Get Email Updates from NBT
NEW BRUNSWICK, NJ—Hampered by nearly 20,000 lawsuits, New Brunswick’s own Johnson & Johnson (J&J) will stop distributing talc-based baby powder in the United States and Canada.
The decision to stop selling one of its most well-known products came on May 19, but the announcement was buried in the company’s “portfolio assessment related to COVID-19.”
“Demand for talc-based Johnson’s Baby Powder in North America has been declining due in large part to changes in consumer habits and fueled by misinformation around the safety of the product and a constant barrage of litigation advertising,” said the giant healthcare company.
Pulling talcum powder from the market is viewed as a big compromise amid the increasing volume of lawsuits filed over both the mineral’s ability to cause ovarian cancer and mesothelioma.
J&J will continue making and distributing its non-toxic cornstarch-based baby powder.
Playing down the significance of the action, J&J said Johnson’s Baby Powder accounts for about half a percent of its total US consumer health business.
“Both types of Johnson’s Baby Powder – talc based and cornstarch based – will continue to be sold in other markets around the world where there is significantly higher consumer demand for the product,” stated J&J, reiterating its commitment to “Johnson’s Baby brand.”
Revenue from baby powder sales in the United States accounted for only about $1.5 billion in 2019, reportedly a small slice of some $82 billion in worldwide sales flow from J&J’s consumer health segment.
J&J said it would continue to vigorously defend the safety of the product, citing “unfounded allegations,” associated with a myriad of cases it’s up against in courtrooms including the one downtown.
The earliest reports of asbestos in J&J talc products date back to 1957-1958, according to Reuters.
The company paid $2 million in January of this year to settle one of the cases, and another $9 million in February to an 82-year-old Florida woman who allegedly developed mesothelioma after using their talc products.
One of the largest payouts came in 2018, when a jury ordered the company to pay more than $4 billion to 22 women diagnosed with ovarian cancer.
While J&J’s prescription-drug and medical-device divisions generate substantially larger sales, there are also more than 100,000 lawsuits, including product liability claims, against the company and its subsidiaries over the safety of its products and marketing practices.
Existing inventory of its talc-based baby powder will continue to be sold at retail stores until it runs out, noted J&J.
Moshe S. Maimon, an attorney with Levy Konigsberg LLP, called the move long overdue, citing a “tremendous victory for public health” and the protection of children, who he considers “most vulnerable.”

Collected data:
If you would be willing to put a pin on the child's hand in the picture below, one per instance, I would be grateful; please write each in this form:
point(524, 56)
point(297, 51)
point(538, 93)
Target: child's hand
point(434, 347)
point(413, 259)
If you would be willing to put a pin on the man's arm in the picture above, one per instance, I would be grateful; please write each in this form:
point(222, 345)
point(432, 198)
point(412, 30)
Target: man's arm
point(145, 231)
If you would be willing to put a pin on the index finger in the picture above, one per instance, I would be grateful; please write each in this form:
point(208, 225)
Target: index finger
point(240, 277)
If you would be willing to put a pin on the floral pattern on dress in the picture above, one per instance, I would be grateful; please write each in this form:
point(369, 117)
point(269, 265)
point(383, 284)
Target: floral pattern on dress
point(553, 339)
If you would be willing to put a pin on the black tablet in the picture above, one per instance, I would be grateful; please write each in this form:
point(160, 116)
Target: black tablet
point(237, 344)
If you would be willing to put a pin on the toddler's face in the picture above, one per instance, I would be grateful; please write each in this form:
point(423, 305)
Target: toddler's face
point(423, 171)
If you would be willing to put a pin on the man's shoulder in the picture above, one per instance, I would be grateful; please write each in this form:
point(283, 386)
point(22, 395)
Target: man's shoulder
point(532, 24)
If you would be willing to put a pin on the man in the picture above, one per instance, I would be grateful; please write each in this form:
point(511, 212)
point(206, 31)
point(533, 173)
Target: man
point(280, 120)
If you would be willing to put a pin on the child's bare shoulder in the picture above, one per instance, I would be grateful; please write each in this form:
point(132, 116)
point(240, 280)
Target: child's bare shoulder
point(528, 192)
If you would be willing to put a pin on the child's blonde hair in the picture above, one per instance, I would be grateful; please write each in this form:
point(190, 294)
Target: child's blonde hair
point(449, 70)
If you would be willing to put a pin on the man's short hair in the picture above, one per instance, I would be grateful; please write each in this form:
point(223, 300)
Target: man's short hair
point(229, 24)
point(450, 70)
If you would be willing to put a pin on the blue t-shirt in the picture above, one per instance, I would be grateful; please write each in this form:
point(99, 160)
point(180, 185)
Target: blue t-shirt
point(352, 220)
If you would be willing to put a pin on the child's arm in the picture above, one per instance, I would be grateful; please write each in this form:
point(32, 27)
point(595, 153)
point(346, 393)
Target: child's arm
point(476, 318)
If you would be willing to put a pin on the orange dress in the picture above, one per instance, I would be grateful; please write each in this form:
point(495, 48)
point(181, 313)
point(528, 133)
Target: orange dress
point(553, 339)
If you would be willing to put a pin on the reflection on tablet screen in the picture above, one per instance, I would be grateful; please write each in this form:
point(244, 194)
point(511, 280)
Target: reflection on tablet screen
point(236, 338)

What to work on:
[A] Reproduce word for word the part of the baby powder article that opens with the words containing "Revenue from baby" and closes with "with ovarian cancer.".
[B] Rewrite more briefly the paragraph of the baby powder article that begins "The company paid $2 million in January," keeping its main facts.
The listing has no connection to the baby powder article.

Results in order:
[A]
Revenue from baby powder sales in the United States accounted for only about $1.5 billion in 2019, reportedly a small slice of some $82 billion in worldwide sales flow from J&J’s consumer health segment.
J&J said it would continue to vigorously defend the safety of the product, citing “unfounded allegations,” associated with a myriad of cases it’s up against in courtrooms including the one downtown.
The earliest reports of asbestos in J&J talc products date back to 1957-1958, according to Reuters.
The company paid $2 million in January of this year to settle one of the cases, and another $9 million in February to an 82-year-old Florida woman who allegedly developed mesothelioma after using their talc products.
One of the largest payouts came in 2018, when a jury ordered the company to pay more than $4 billion to 22 women diagnosed with ovarian cancer.

[B] The company settled one case for $2 million in January of this year. In February it paid $9 million to an 82-year-old Florida woman who allegedly developed mesothelioma after using its talc products.